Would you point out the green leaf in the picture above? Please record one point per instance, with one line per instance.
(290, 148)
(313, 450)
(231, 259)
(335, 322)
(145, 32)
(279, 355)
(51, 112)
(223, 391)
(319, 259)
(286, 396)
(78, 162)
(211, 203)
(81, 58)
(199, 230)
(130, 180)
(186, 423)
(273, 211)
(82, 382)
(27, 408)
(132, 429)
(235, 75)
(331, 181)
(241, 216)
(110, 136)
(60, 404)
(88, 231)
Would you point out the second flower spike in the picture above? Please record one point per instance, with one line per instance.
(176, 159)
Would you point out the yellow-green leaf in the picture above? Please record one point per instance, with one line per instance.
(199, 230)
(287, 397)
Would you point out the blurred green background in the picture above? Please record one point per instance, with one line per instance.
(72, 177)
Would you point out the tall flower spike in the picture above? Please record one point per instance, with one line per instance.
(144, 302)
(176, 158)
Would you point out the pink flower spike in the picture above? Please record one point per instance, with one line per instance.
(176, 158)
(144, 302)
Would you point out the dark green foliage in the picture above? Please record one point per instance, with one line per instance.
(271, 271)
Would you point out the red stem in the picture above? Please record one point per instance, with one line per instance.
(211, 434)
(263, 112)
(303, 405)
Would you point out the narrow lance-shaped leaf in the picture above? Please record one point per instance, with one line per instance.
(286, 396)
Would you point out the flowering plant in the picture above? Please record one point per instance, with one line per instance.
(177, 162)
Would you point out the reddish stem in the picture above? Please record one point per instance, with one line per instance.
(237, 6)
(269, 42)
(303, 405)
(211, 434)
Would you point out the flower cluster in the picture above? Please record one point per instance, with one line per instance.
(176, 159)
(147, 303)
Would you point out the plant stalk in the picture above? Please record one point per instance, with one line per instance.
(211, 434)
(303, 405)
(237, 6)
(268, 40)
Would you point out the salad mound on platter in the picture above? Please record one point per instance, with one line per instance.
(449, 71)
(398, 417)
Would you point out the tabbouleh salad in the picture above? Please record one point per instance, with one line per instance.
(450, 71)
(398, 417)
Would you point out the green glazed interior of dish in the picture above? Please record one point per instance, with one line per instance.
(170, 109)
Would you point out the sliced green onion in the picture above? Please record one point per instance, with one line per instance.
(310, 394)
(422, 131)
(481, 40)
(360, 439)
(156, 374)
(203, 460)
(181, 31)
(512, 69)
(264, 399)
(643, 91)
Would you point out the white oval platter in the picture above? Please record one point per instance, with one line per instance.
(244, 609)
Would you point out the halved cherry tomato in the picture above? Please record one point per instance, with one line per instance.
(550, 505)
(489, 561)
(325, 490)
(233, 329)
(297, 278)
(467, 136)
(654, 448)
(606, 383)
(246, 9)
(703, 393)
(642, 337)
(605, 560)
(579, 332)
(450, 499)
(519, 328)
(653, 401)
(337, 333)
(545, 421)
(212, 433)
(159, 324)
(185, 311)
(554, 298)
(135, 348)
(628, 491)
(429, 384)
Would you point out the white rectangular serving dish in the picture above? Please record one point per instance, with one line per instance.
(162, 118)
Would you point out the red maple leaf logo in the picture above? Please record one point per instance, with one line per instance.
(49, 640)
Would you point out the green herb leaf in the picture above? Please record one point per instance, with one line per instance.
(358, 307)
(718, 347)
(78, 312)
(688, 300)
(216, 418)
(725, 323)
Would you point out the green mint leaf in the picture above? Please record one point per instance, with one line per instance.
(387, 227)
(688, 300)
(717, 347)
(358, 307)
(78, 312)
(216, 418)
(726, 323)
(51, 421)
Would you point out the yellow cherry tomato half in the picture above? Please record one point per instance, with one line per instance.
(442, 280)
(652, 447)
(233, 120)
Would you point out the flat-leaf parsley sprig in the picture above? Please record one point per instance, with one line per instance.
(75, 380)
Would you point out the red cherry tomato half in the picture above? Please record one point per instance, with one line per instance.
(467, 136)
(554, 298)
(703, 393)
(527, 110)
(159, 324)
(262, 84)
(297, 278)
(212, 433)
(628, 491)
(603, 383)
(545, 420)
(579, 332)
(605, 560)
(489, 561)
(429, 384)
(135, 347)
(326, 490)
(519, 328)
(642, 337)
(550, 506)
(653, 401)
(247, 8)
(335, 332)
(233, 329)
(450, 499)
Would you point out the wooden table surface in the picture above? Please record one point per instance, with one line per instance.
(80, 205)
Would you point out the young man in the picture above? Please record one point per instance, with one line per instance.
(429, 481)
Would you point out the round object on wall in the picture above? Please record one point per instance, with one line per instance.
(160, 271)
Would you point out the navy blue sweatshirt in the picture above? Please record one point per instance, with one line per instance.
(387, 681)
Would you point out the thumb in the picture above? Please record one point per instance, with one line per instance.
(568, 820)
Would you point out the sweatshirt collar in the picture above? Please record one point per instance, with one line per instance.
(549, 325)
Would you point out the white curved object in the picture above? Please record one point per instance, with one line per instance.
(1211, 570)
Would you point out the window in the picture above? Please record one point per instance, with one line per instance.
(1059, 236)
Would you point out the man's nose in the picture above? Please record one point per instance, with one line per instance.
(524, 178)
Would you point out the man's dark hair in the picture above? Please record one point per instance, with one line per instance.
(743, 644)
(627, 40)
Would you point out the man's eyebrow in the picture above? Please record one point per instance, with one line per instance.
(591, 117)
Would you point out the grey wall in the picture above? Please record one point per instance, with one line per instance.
**********
[TASK DETAILS]: Convert every line of the rows above into a JSON array of strings, one string per line, with blank lines omitted.

[FINISHED ANSWER]:
[
  "Would you point out the green leaf in the picture above? Please record one point per instance, with one line per instance.",
  "(290, 148)",
  "(313, 450)",
  "(231, 259)",
  "(335, 322)",
  "(145, 32)",
  "(279, 355)",
  "(51, 112)",
  "(223, 391)",
  "(319, 259)",
  "(286, 396)",
  "(78, 162)",
  "(211, 203)",
  "(81, 58)",
  "(199, 230)",
  "(130, 180)",
  "(186, 423)",
  "(273, 211)",
  "(82, 382)",
  "(27, 408)",
  "(132, 429)",
  "(235, 75)",
  "(331, 181)",
  "(241, 216)",
  "(110, 136)",
  "(60, 404)",
  "(88, 231)",
  "Would you point out the second flower spike in the picture above? Please record one point per instance, with one line per instance.",
  "(176, 159)",
  "Would you point out the yellow-green leaf in the picture above? Please record one point per instance, with one line per instance.",
  "(199, 230)",
  "(287, 397)",
  "Would you point out the blurred green background in the picture above? Please record one point per instance, with one line per instance.",
  "(72, 177)",
  "Would you point out the tall flower spike in the picture above? Please record one point per instance, with one line per instance.",
  "(144, 302)",
  "(176, 158)",
  "Would you point out the pink flower spike in the picture above? Please record one point per instance, with one line per instance.",
  "(176, 158)",
  "(144, 302)",
  "Would you point out the dark green foliage in the picture above? Please record one point per instance, with one line per instance.",
  "(271, 271)",
  "Would you point out the red stem in the picture above? Please record one point per instance, with one line per instance.",
  "(211, 434)",
  "(263, 112)",
  "(303, 405)",
  "Would you point out the narrow lance-shaped leaf in the picture above? Please record one point per instance, with one line per instance.",
  "(286, 396)",
  "Would you point out the flowering plant in the picture above? Please record one point per instance, with one line per instance.",
  "(177, 162)",
  "Would you point out the reddish stem in the picture above? Please record one point per instance, with one line per instance.",
  "(237, 6)",
  "(269, 42)",
  "(303, 405)",
  "(211, 434)",
  "Would you point out the flower cluster in the picture above? Please record one point per instance, with one line per instance.",
  "(176, 159)",
  "(147, 303)",
  "Would you point out the plant stalk in the picture above? Please record one point per instance, with one line per instance.",
  "(211, 434)",
  "(303, 405)",
  "(237, 6)",
  "(268, 40)",
  "Would you point out the salad mound on platter in the picture above? Please record one point per instance, with one line per instance.",
  "(449, 71)",
  "(398, 417)",
  "Would you point out the tabbouleh salad in the picture above? Please record one point per instance, with one line per instance.",
  "(450, 71)",
  "(398, 417)",
  "Would you point out the green glazed interior of dish in the picture above? Please record one point per instance, with one line per instance.",
  "(170, 109)",
  "Would you point out the sliced green onion in the picture above? Please record one point per instance, with one line per instance.",
  "(310, 394)",
  "(422, 131)",
  "(481, 40)",
  "(360, 439)",
  "(156, 374)",
  "(203, 460)",
  "(181, 31)",
  "(512, 69)",
  "(264, 399)",
  "(643, 91)",
  "Would you point out the white oval platter in the picture above? Please record one point per instance, with one line per instance.",
  "(244, 609)",
  "Would you point out the halved cherry tomato in the picture above? Please record one point per instance, with one line per instance.",
  "(550, 505)",
  "(489, 561)",
  "(325, 490)",
  "(233, 329)",
  "(297, 278)",
  "(467, 136)",
  "(654, 448)",
  "(606, 383)",
  "(246, 9)",
  "(703, 393)",
  "(642, 337)",
  "(605, 560)",
  "(579, 332)",
  "(450, 499)",
  "(519, 328)",
  "(653, 401)",
  "(337, 333)",
  "(545, 421)",
  "(212, 433)",
  "(159, 324)",
  "(185, 311)",
  "(554, 298)",
  "(135, 348)",
  "(628, 491)",
  "(429, 384)",
  "Would you point out the white rectangular serving dish in the picture above? Please record one point per instance, with one line per instance.",
  "(162, 118)",
  "Would you point out the red maple leaf logo in the picture above? Please record one point per instance, with one line per instance.",
  "(49, 640)",
  "Would you point out the green herb leaf in the picture above? Please record one point per instance, with one line per instance.",
  "(358, 307)",
  "(718, 347)",
  "(78, 312)",
  "(688, 300)",
  "(216, 418)",
  "(725, 323)",
  "Would you point out the green mint leaf in the picture above? Please record one point per instance, with one line per instance.",
  "(387, 227)",
  "(688, 300)",
  "(717, 347)",
  "(358, 307)",
  "(78, 312)",
  "(216, 418)",
  "(726, 323)",
  "(51, 421)",
  "Would you point out the yellow cherry tomato half in the picture above? Please record one point per instance, with one line per instance.",
  "(442, 280)",
  "(652, 447)",
  "(233, 120)",
  "Would you point out the flat-leaf parsley sprig in the picture above? Please record one point per instance, with one line per instance.",
  "(75, 380)",
  "Would you point out the red cherry tomato half in the picture above? Please record one point per instance, with one line per instance.",
  "(467, 136)",
  "(554, 298)",
  "(703, 393)",
  "(527, 110)",
  "(159, 324)",
  "(262, 84)",
  "(297, 278)",
  "(212, 433)",
  "(628, 491)",
  "(603, 383)",
  "(545, 420)",
  "(579, 332)",
  "(605, 560)",
  "(489, 561)",
  "(429, 384)",
  "(135, 347)",
  "(326, 490)",
  "(519, 328)",
  "(642, 337)",
  "(550, 506)",
  "(653, 401)",
  "(247, 8)",
  "(335, 332)",
  "(233, 329)",
  "(450, 499)",
  "Would you point out the wooden table surface in the picture above? Please record one point per instance, with one line per instance.",
  "(80, 205)",
  "Would you point out the young man in the picture above? Please record one point per instance, with one line per instance.",
  "(429, 481)",
  "Would you point out the round object on wall in the picture above? Please record one point per instance, with one line per instance.",
  "(160, 271)",
  "Would you point out the navy blue sweatshirt in the picture above? Please record one point per instance, with one line per instance.",
  "(387, 681)",
  "Would you point out the thumb in the picture above? Please record one point per instance, with one line per instance.",
  "(568, 820)",
  "Would you point out the sweatshirt collar in the picture above? Please record one point per instance, with one line per instance.",
  "(549, 325)",
  "Would you point out the white curved object in the picture above? Please record one point per instance, with one line per instance.",
  "(1211, 570)",
  "Would you point out the window in the picture above? Please record one point per instance, with one line per instance.",
  "(1059, 236)",
  "Would you point out the man's nose in the picture above? Please record one point per instance, with one line per instance.",
  "(524, 178)",
  "Would you point out the man's dark hair in the picture above? Please record one point per instance, with one line per instance.",
  "(743, 644)",
  "(627, 40)",
  "Would you point out the man's eyebrow in the picture above? Please record one point per instance, with one line per instance.",
  "(591, 117)",
  "Would you point out the grey wall in the picture above? Please record one point per instance, with one line per instance."
]